[Opening MATERIAL FOR THIS TASK section]
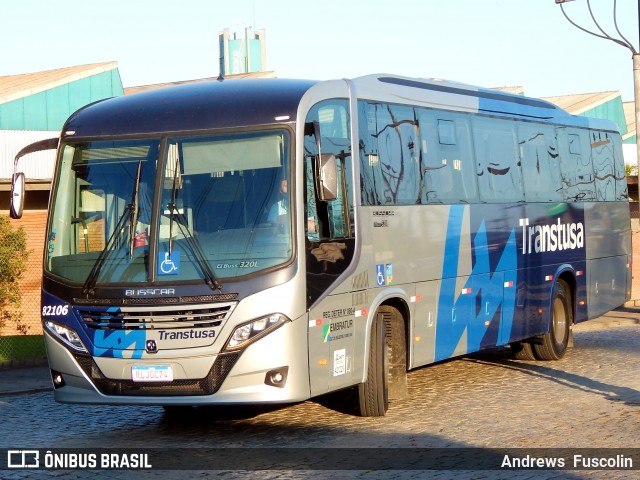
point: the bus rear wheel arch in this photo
(387, 364)
(555, 342)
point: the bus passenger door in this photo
(329, 245)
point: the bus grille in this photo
(191, 387)
(132, 318)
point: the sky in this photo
(488, 43)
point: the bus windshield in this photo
(220, 210)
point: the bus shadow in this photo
(614, 393)
(195, 415)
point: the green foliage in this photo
(13, 259)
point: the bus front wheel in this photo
(373, 394)
(555, 341)
(387, 371)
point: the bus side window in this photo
(540, 165)
(576, 170)
(369, 157)
(604, 165)
(447, 160)
(621, 176)
(497, 159)
(399, 152)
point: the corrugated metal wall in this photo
(48, 110)
(36, 166)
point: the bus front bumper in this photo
(274, 369)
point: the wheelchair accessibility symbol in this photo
(384, 274)
(169, 264)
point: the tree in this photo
(13, 259)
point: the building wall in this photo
(48, 110)
(33, 222)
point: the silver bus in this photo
(272, 240)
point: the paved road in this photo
(589, 399)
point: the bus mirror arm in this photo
(18, 178)
(327, 177)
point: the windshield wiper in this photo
(192, 243)
(135, 211)
(130, 213)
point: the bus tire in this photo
(373, 394)
(555, 341)
(522, 351)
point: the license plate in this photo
(152, 373)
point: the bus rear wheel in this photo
(387, 372)
(555, 341)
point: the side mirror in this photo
(17, 180)
(17, 195)
(327, 177)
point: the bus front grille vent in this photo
(132, 318)
(189, 387)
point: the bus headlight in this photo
(66, 335)
(253, 330)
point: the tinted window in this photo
(540, 162)
(497, 160)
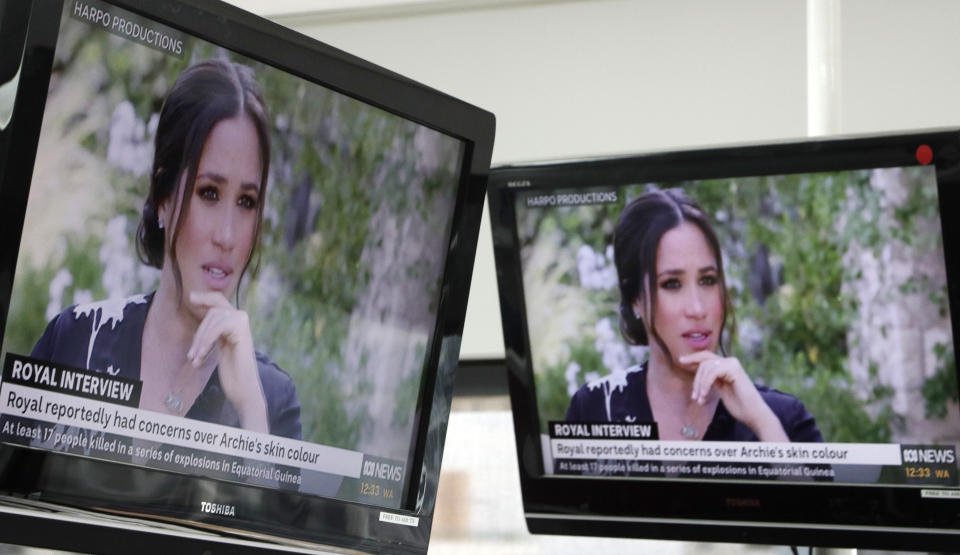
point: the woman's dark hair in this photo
(642, 224)
(204, 94)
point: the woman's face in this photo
(214, 243)
(689, 308)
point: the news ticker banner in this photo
(71, 409)
(631, 449)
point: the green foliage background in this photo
(793, 338)
(345, 177)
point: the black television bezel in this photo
(815, 514)
(48, 480)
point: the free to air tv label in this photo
(940, 493)
(394, 518)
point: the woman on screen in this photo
(186, 342)
(673, 297)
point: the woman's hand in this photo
(223, 338)
(741, 398)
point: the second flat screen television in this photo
(233, 274)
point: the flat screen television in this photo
(233, 281)
(748, 344)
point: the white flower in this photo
(130, 142)
(119, 268)
(573, 370)
(58, 285)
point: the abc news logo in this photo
(929, 455)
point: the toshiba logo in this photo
(218, 509)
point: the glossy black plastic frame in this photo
(119, 489)
(833, 515)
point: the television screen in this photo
(233, 271)
(743, 344)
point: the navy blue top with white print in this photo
(106, 336)
(622, 397)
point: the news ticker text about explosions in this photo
(632, 449)
(75, 410)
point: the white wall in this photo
(581, 78)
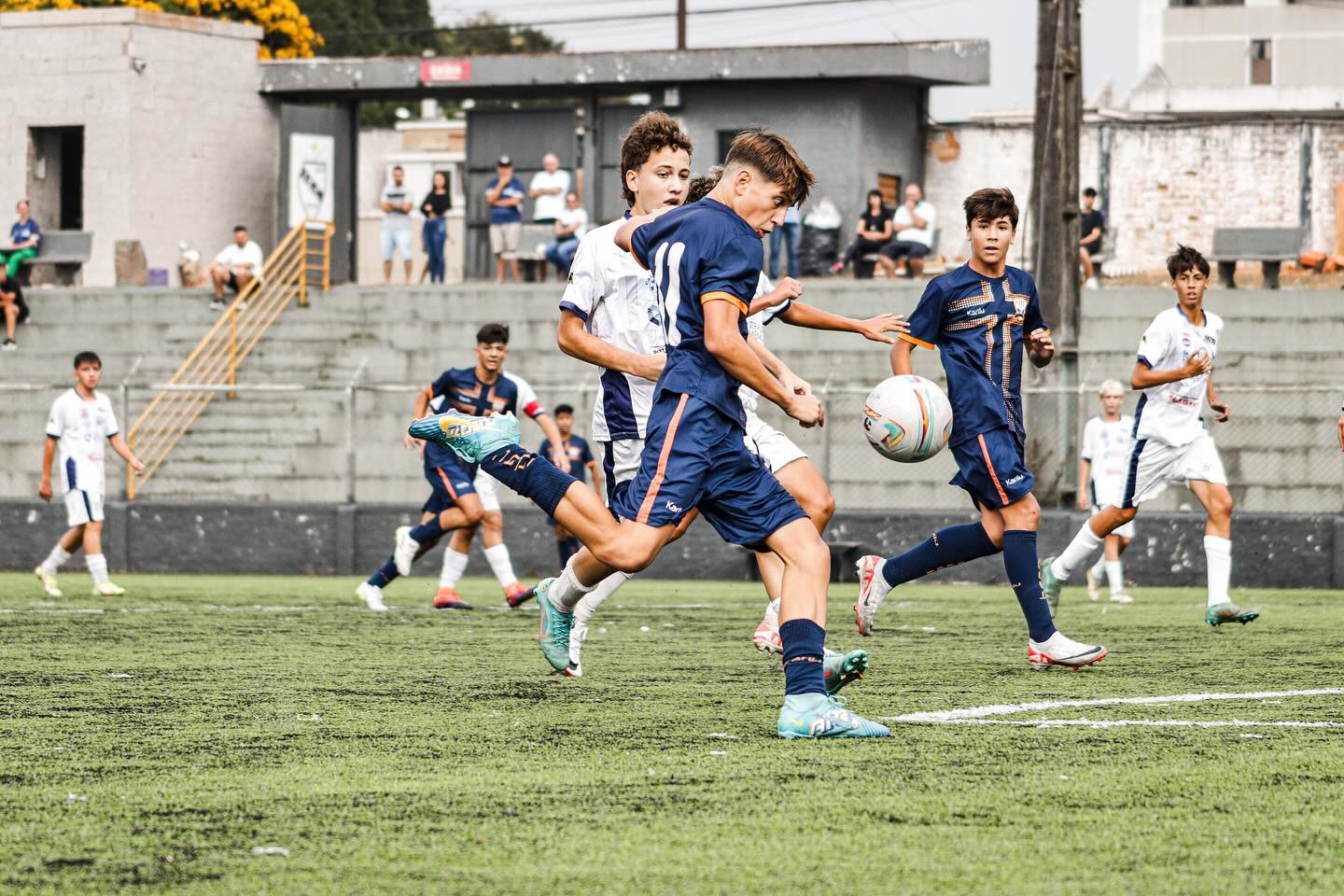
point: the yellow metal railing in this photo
(300, 262)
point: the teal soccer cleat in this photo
(815, 715)
(843, 668)
(468, 436)
(554, 632)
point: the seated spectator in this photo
(12, 306)
(23, 241)
(873, 231)
(568, 230)
(237, 265)
(913, 222)
(1094, 227)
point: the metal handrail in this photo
(211, 367)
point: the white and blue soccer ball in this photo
(906, 418)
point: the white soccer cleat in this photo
(49, 581)
(871, 593)
(1093, 586)
(1059, 651)
(371, 595)
(405, 551)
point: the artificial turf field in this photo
(179, 737)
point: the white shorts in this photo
(770, 445)
(82, 507)
(487, 486)
(397, 241)
(1156, 465)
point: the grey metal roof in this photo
(945, 62)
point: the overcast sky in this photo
(1109, 34)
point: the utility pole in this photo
(1054, 235)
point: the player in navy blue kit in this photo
(980, 317)
(455, 503)
(706, 259)
(581, 459)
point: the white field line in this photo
(946, 716)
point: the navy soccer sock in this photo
(518, 469)
(944, 548)
(1025, 577)
(804, 649)
(385, 574)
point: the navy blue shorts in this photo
(449, 481)
(992, 469)
(693, 457)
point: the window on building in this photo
(1262, 62)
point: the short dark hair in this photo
(650, 133)
(1185, 259)
(991, 203)
(775, 158)
(702, 184)
(492, 333)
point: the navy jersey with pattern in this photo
(979, 326)
(698, 254)
(465, 391)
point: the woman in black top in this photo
(434, 231)
(871, 232)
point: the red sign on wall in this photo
(436, 72)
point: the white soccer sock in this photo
(501, 565)
(1075, 553)
(1115, 575)
(1218, 553)
(97, 567)
(54, 559)
(455, 565)
(566, 592)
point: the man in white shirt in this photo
(81, 421)
(1175, 371)
(913, 227)
(570, 229)
(237, 265)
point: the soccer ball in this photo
(906, 418)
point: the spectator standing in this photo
(14, 308)
(504, 196)
(23, 241)
(568, 230)
(913, 223)
(397, 225)
(790, 231)
(1094, 227)
(871, 232)
(237, 265)
(434, 231)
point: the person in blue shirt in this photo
(706, 259)
(504, 195)
(23, 241)
(581, 459)
(983, 317)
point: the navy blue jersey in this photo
(980, 327)
(461, 388)
(699, 253)
(581, 455)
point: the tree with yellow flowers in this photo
(287, 33)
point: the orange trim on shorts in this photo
(663, 464)
(984, 450)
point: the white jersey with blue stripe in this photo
(619, 302)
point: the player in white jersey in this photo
(81, 421)
(1102, 465)
(1175, 371)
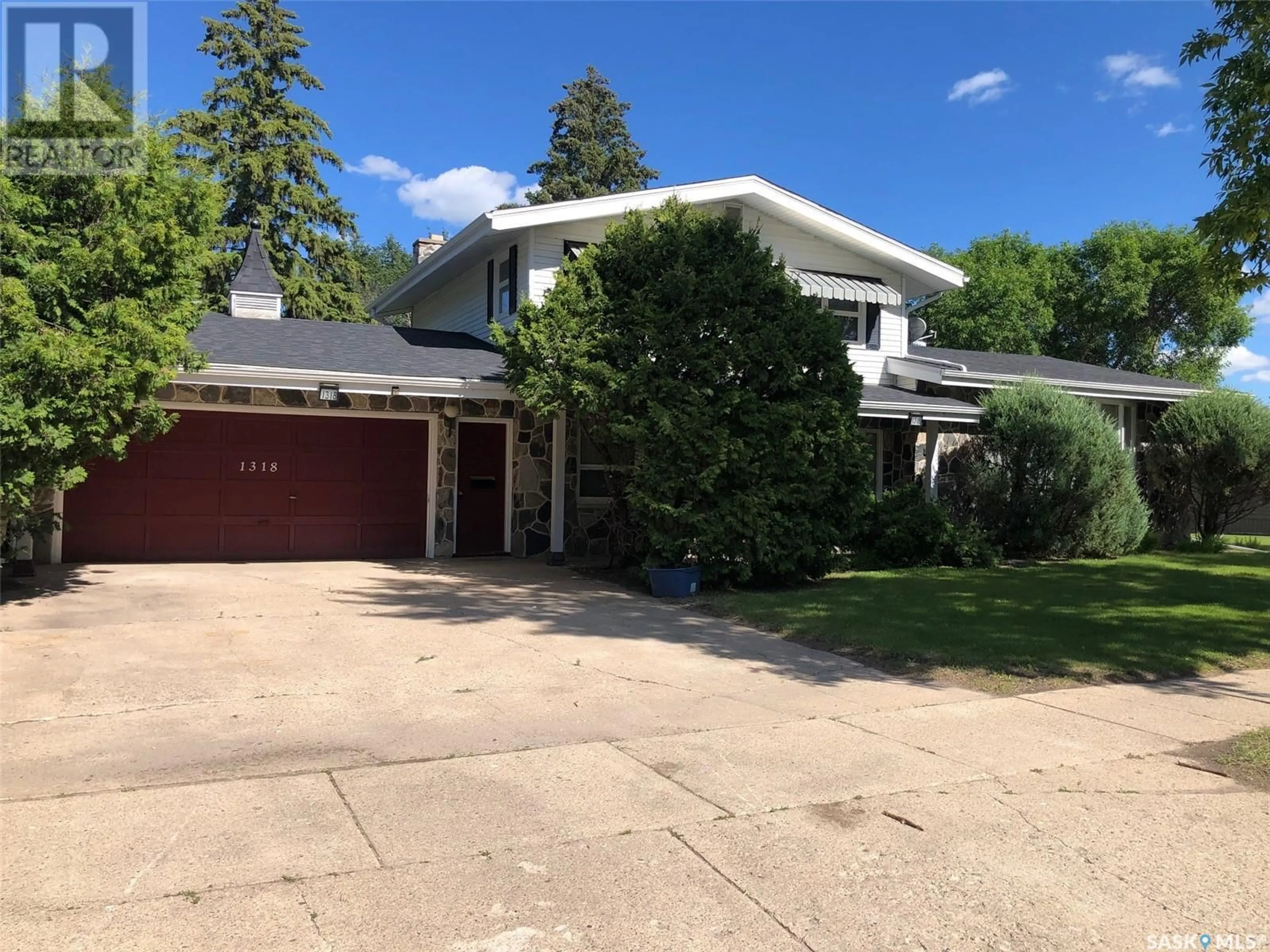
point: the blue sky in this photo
(931, 122)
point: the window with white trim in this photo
(592, 484)
(505, 287)
(851, 315)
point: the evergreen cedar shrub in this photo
(906, 530)
(680, 341)
(1209, 460)
(1047, 478)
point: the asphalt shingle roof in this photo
(256, 276)
(352, 348)
(1046, 367)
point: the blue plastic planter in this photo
(675, 583)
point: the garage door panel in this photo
(325, 540)
(399, 465)
(183, 539)
(325, 432)
(392, 540)
(107, 497)
(130, 468)
(396, 433)
(257, 499)
(260, 431)
(389, 503)
(102, 537)
(183, 465)
(257, 541)
(327, 499)
(230, 485)
(193, 428)
(332, 466)
(183, 497)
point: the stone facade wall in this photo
(531, 450)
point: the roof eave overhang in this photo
(902, 412)
(949, 376)
(304, 379)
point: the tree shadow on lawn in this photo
(1136, 619)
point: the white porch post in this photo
(558, 454)
(933, 460)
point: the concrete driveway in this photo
(500, 757)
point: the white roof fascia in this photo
(952, 375)
(294, 379)
(505, 220)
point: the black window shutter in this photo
(489, 290)
(511, 280)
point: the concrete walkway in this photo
(498, 757)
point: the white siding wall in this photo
(461, 304)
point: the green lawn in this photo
(1048, 625)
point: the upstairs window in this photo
(851, 315)
(505, 287)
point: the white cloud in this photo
(1137, 73)
(1260, 308)
(1240, 360)
(460, 195)
(380, 168)
(985, 87)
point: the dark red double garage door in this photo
(239, 485)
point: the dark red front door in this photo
(481, 516)
(238, 485)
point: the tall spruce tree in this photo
(591, 151)
(267, 149)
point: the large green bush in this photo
(1209, 457)
(681, 341)
(1047, 476)
(905, 530)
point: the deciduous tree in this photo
(681, 343)
(100, 284)
(269, 150)
(1238, 102)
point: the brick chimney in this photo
(426, 247)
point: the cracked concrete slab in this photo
(1009, 735)
(112, 847)
(1191, 711)
(261, 918)
(975, 878)
(750, 770)
(638, 893)
(464, 807)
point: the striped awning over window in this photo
(841, 287)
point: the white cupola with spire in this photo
(254, 291)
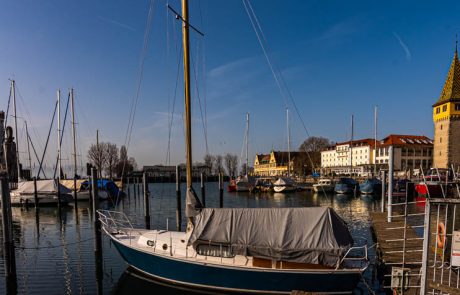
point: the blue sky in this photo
(338, 58)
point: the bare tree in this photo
(97, 156)
(231, 163)
(111, 151)
(313, 146)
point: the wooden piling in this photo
(146, 201)
(178, 201)
(8, 239)
(203, 190)
(221, 190)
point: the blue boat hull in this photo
(227, 278)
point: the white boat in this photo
(47, 193)
(249, 250)
(324, 185)
(284, 185)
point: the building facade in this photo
(446, 118)
(276, 164)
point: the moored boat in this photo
(346, 186)
(324, 185)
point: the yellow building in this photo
(276, 163)
(446, 118)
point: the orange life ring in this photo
(441, 237)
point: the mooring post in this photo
(384, 184)
(221, 190)
(390, 183)
(146, 201)
(35, 195)
(8, 241)
(178, 201)
(203, 190)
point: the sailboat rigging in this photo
(251, 250)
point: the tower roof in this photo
(451, 90)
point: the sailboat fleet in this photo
(250, 250)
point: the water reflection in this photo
(55, 249)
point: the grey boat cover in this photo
(314, 235)
(43, 187)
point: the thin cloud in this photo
(404, 47)
(118, 24)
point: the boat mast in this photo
(289, 142)
(247, 143)
(375, 141)
(73, 135)
(59, 133)
(188, 127)
(28, 148)
(13, 87)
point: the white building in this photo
(410, 152)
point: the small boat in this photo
(244, 184)
(231, 186)
(346, 186)
(284, 185)
(47, 191)
(370, 186)
(324, 185)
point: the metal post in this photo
(426, 244)
(35, 193)
(390, 183)
(146, 201)
(221, 190)
(384, 184)
(178, 201)
(203, 190)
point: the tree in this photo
(313, 146)
(231, 163)
(112, 160)
(97, 156)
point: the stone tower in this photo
(446, 117)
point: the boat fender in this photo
(441, 237)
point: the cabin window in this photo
(214, 250)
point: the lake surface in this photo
(55, 253)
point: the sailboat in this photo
(245, 183)
(286, 184)
(250, 250)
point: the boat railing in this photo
(348, 257)
(115, 222)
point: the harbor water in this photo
(55, 251)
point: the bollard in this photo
(8, 239)
(146, 201)
(35, 194)
(383, 191)
(178, 201)
(203, 190)
(221, 190)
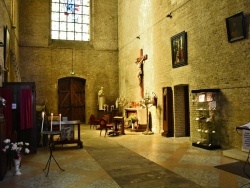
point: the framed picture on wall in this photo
(179, 49)
(6, 45)
(236, 28)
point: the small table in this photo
(119, 119)
(51, 133)
(66, 141)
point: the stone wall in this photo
(213, 62)
(44, 61)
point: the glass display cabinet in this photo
(205, 111)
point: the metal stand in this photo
(51, 154)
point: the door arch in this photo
(71, 98)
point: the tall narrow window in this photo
(70, 20)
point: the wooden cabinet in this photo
(3, 156)
(207, 118)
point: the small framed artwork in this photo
(179, 49)
(6, 45)
(236, 28)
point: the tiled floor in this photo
(81, 170)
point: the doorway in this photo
(71, 98)
(181, 111)
(168, 119)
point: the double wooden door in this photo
(71, 98)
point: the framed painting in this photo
(236, 28)
(179, 49)
(6, 45)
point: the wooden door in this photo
(71, 98)
(187, 113)
(168, 120)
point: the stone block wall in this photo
(44, 61)
(213, 62)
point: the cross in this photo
(140, 61)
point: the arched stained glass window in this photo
(70, 20)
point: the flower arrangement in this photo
(16, 149)
(132, 118)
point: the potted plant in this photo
(16, 150)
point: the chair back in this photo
(103, 123)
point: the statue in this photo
(101, 99)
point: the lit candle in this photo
(51, 118)
(42, 121)
(60, 121)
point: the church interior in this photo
(135, 93)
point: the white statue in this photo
(101, 99)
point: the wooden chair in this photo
(105, 125)
(93, 121)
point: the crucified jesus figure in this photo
(140, 61)
(140, 73)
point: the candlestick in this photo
(60, 121)
(42, 121)
(51, 118)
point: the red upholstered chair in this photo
(93, 121)
(104, 125)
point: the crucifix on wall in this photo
(140, 61)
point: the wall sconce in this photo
(169, 15)
(2, 70)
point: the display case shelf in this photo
(206, 112)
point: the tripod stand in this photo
(51, 147)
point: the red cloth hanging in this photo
(26, 111)
(6, 93)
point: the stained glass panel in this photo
(70, 19)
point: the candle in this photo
(51, 118)
(60, 121)
(42, 121)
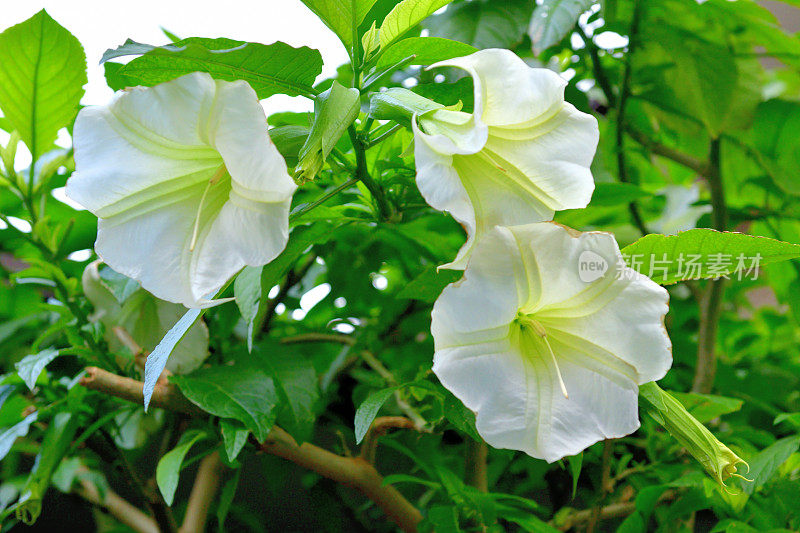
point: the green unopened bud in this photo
(334, 111)
(718, 460)
(400, 105)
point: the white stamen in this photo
(196, 228)
(543, 334)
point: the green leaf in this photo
(426, 51)
(298, 387)
(157, 359)
(704, 253)
(457, 414)
(42, 74)
(57, 440)
(247, 292)
(483, 24)
(552, 20)
(121, 286)
(20, 429)
(243, 391)
(276, 68)
(444, 519)
(226, 498)
(775, 136)
(705, 80)
(405, 16)
(334, 111)
(234, 437)
(610, 194)
(169, 467)
(706, 407)
(368, 409)
(32, 365)
(341, 16)
(430, 284)
(766, 462)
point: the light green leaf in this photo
(247, 292)
(276, 68)
(20, 429)
(334, 111)
(341, 16)
(169, 467)
(42, 74)
(157, 359)
(368, 409)
(704, 253)
(426, 51)
(298, 387)
(234, 437)
(766, 462)
(243, 391)
(552, 20)
(226, 498)
(405, 16)
(32, 365)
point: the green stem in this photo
(711, 304)
(624, 93)
(384, 208)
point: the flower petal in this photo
(485, 299)
(519, 404)
(507, 90)
(237, 128)
(244, 233)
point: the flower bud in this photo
(718, 460)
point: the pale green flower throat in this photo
(219, 176)
(531, 337)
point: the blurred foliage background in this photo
(699, 112)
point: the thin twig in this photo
(351, 471)
(204, 492)
(380, 426)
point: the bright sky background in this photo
(99, 25)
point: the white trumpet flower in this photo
(547, 338)
(521, 155)
(186, 183)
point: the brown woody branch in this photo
(118, 507)
(354, 472)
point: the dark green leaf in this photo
(32, 365)
(368, 410)
(704, 253)
(404, 16)
(234, 437)
(243, 391)
(429, 285)
(426, 51)
(169, 467)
[Closing MATERIAL FOR THIS TASK section]
PROBLEM REQUIREMENTS
Every line from the one with "point: the bright" to the end of the records above should be returned exactly, and no other lines.

SOLVED EXERCISE
point: the bright sky background in this photo
(99, 25)
point: the white trumpet flower in this photo
(547, 338)
(521, 155)
(186, 183)
point: the brown woody branch in this photo
(118, 507)
(354, 472)
point: the dark green leaf in this photo
(32, 365)
(368, 410)
(704, 253)
(404, 16)
(234, 437)
(243, 391)
(429, 285)
(426, 51)
(169, 467)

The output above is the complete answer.